**Consegna 1**
Secondo l'estratto sulla Dolce Vita, in quale cinema di Milano fu proiettato per la prima volta il film di Fellini?
**Consegna 2**
Prosegua l'estratto sulla Dolce Vita di Fellini, riprendendo dopo l'ultima frase riportata.

Zoom immagine Un inedito scorcio ritrae
le star della Dolce vita
tra paillettes e lustrini
“fotografati” nel quotidiano

di Sara Moretti
Da Sovera edizioni “a tavola”
con i divi degli anni Sessanta


È il 5 febbraio 1960 quando al cinema “Capitol” di Milano proiettano per la prima volta il film La Dolce Vita di Fellini. In brevissimo tempo la pellicola batte il record d’incassi diventando un caso nazionale. Tutti lo guardano, tutti ne parlano, chi lo difende e chi lo critica. Il paese inevitabilmente si divide. Fino a quel momento il Neorealismo ha partorito film impegnati, titoli impressi nella storia della cinematografia mondiale come Ladri di Biciclette, Paisà, La Terra Trema, il cinema sceso sulle strade per parlare di fame e disoccupazione. Non tutto il pubblico è quindi pronto per un’opera apparentemente fresca e leggera e gli animi, inevitabilmente, si scuotono. Le critiche non si risparmiano ma tutto questo gran parlare non fa che aumentarne l’interesse, riempiendo le sale. «Penso alla Dolce Vita, il film di Fellini, tanto amato nella capitale, quanto criticato a Milano. Lo specchio di una società romana che folleggia tra erotismo, alienazione, la noia e l’improvviso benessere […] Roma ha voglia di stordirsi, esplorare nuovi territori, tirare notte fino all’alba».

**Record archiviati**
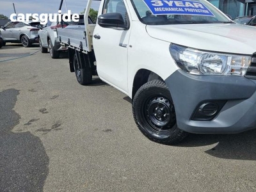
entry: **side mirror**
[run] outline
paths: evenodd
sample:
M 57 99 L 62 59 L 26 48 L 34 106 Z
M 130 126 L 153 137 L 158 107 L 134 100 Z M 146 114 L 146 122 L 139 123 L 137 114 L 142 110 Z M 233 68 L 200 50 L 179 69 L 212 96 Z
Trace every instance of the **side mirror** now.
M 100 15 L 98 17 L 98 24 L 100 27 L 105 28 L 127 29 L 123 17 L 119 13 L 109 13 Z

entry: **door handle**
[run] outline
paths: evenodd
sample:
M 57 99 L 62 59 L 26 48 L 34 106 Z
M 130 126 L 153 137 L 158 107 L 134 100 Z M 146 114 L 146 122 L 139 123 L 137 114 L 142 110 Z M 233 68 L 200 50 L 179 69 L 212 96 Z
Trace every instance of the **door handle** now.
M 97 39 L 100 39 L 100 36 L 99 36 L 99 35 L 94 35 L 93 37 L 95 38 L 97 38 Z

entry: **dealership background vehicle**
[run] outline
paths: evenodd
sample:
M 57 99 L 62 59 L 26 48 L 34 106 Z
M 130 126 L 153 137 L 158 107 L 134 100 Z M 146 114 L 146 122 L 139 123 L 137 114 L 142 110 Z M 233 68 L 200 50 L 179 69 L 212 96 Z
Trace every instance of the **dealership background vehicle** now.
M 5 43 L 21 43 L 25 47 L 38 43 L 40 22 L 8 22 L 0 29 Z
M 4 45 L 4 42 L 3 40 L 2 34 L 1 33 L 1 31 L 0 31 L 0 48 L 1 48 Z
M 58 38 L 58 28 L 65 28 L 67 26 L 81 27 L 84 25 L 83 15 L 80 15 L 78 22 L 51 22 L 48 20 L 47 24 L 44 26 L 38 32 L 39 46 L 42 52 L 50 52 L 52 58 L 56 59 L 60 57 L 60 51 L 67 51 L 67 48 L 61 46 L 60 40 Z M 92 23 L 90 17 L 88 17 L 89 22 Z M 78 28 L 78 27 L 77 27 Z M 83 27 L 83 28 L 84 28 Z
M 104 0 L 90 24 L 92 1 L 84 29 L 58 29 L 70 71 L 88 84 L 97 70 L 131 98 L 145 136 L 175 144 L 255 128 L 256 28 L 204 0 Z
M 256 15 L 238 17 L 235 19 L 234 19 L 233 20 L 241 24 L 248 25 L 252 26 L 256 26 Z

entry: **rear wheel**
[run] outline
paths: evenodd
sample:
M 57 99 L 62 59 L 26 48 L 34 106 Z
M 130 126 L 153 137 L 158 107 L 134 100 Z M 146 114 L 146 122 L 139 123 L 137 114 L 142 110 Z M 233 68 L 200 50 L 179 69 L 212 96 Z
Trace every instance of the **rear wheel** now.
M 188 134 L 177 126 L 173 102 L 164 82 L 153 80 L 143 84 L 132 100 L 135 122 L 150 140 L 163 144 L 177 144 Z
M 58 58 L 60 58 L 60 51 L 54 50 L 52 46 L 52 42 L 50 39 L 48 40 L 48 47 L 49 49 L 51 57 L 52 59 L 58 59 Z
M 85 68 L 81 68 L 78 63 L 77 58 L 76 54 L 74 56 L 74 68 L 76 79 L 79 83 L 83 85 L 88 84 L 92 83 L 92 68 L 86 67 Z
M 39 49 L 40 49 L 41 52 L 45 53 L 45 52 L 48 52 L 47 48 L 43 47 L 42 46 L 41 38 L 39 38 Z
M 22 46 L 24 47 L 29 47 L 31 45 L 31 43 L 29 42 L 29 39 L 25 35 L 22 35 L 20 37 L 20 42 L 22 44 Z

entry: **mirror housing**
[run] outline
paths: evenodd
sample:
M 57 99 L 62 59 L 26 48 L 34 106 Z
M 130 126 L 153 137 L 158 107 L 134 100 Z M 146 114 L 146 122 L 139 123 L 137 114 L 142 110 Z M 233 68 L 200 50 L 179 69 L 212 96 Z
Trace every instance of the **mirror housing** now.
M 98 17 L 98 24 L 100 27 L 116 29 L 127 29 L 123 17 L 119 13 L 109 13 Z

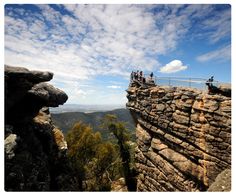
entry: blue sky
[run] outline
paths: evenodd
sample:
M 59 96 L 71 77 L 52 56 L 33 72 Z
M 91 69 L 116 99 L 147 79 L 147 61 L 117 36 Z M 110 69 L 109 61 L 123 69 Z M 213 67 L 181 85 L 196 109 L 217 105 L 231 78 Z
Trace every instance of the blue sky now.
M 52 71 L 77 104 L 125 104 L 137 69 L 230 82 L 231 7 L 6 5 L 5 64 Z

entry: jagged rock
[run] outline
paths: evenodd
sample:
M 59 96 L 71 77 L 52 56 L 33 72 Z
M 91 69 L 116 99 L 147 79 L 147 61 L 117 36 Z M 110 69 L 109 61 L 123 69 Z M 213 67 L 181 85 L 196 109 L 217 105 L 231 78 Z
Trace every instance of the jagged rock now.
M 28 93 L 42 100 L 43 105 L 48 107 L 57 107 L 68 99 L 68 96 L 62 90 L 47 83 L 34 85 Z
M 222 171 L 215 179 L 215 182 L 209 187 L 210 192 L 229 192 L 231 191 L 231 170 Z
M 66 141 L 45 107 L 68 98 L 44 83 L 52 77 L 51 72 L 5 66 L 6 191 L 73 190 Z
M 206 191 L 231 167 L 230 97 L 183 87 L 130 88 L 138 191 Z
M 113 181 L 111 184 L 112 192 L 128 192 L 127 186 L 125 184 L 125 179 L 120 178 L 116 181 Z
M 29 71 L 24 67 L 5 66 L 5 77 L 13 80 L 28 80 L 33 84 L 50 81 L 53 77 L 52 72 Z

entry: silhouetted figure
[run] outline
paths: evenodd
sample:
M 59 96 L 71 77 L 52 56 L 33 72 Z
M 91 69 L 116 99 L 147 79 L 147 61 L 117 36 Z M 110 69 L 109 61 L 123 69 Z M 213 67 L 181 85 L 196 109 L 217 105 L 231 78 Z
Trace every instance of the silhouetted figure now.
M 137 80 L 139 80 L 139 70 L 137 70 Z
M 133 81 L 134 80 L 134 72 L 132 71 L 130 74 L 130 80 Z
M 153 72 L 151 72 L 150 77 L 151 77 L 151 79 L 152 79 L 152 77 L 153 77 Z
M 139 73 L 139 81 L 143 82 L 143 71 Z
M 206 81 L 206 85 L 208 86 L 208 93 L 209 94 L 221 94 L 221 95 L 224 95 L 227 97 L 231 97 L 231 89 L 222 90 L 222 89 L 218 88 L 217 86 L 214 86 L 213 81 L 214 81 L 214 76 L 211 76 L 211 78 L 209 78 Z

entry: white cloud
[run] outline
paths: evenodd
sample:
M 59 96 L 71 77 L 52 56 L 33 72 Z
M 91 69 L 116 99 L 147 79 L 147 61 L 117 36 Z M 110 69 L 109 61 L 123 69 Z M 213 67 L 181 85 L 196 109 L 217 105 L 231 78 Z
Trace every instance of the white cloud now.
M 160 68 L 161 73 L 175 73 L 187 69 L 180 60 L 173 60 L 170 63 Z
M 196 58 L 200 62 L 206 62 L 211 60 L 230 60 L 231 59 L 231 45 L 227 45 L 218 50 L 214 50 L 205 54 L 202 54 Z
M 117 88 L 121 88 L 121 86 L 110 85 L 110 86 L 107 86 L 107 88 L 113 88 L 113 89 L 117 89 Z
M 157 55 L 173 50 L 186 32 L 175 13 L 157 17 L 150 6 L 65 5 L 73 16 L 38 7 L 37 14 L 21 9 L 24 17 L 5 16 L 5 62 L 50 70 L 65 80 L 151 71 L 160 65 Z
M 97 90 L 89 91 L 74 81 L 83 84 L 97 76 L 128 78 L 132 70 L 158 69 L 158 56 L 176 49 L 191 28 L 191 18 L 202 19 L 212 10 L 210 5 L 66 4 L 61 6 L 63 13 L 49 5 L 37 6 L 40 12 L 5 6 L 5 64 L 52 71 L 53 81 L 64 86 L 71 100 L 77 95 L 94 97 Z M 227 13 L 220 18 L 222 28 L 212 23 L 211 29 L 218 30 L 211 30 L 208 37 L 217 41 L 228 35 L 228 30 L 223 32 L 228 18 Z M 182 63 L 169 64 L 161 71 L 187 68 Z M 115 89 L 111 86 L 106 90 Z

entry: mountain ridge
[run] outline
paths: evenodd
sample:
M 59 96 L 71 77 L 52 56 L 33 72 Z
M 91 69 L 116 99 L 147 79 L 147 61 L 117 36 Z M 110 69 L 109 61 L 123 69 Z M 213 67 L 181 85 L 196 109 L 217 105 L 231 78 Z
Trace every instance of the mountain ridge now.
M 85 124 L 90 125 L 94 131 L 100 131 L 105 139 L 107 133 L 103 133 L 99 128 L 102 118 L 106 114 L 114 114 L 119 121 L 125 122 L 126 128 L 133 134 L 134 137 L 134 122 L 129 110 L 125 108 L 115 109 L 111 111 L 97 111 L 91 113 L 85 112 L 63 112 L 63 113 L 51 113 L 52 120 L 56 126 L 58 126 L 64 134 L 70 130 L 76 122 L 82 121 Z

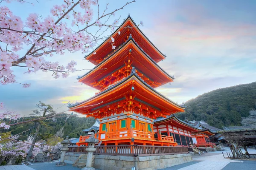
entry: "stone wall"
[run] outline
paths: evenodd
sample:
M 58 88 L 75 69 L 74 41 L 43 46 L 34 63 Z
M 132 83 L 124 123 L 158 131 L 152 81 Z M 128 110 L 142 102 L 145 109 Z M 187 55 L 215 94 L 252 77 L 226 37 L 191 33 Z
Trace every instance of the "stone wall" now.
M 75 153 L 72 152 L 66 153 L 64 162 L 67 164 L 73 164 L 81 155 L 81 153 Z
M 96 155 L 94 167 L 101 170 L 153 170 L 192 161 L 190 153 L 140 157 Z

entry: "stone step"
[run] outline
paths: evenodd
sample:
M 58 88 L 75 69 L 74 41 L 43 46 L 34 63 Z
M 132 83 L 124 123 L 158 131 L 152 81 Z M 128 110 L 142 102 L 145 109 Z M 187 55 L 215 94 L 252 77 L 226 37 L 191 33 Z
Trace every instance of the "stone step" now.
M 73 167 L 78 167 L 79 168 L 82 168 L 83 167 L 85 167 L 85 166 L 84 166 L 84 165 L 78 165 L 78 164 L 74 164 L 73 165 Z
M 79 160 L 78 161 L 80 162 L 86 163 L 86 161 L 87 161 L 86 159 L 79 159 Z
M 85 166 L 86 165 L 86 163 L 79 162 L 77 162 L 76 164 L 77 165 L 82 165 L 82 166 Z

**Risposta 1**
Al cinema “Capitol” di Milano.

**Risposta 2**
Il periodo tra gli anni Cinquanta e Sessanta è, in Italia, il momento della ripresa economica, della rinascita dopo l’incubo della guerra, del riscatto, della voglia di respirare a pieni polmoni la ritrovata libertà. C'è forse la necessità di riprendersi lo spazio negato, di esagerare per sentirsi ancora vivi. Tutto questo porta a una società del lusso, dello spreco e del benessere, emancipata, capace di rialzarsi, di far sentire la sua presenza economica a livello europeo.

 

Gli effetti della ripresa postbellica nello spettacolo

Nel periodo della ripresa postbellica il cinema italiano vive un momento d’oro, cerca e trova una sua formula vincente, Roma diventa un gigantesco set all’aperto e il punto di arrivo per divi stranieri. Cinecittà, saccheggiata durante la guerra dal regime fascista, vive un’efficace ripresa diventando il centro di produzione più grande d’Europa e riuscendo a ospitare grandiose produzioni americane. Sono gli anni dei kolossal come Ben Hur e Quo Vadis? e delle Vacanze romane di Audrey Hepburn e Gregory Peck.

Le star americane giungono nel nostro paese e ne prendono possesso vivendo sopra le righe, ostentando uno stile di vita fatto di eccessi, di furibonde litigate amorose, di quello che oggi chiameremmo gossip ma che, allora, aveva tutt’altro sapore. Si arriva a un cambiamento di abitudini e stili di vita, si cercano nuovi miti a cui ispirarsi e le star hollywoodiane giungono a Roma facendola diventare la città dei divi. Via Veneto, da salotto romano intellettuale, diventa il luogo della mondanità e dell’eccesso.

«È una città eccentrica e chiassosa la nuova Roma felliniana, palcoscenico di esibizioni mondane, di storie d’amore tormentate, di protagonismi da copertina, di intimità che diventano pubbliche, di fiumi di champagne che scorrono sulle scale di Piazza di Spagna». La pellicola descrive una città incerta e vulnerabile, irrequieta, apparentemente dolce, intimamente vuota. È un nuovo modo di fare cinema, è un nuovo modo di raccontare la solitudine umana. Anita Ekberg che si immerge nelle acque della Fontana di Trevi è, e resterà, il manifesto di un’epoca, frivola e sicuramente folle ma, proprio per questo, magica e irripetibile.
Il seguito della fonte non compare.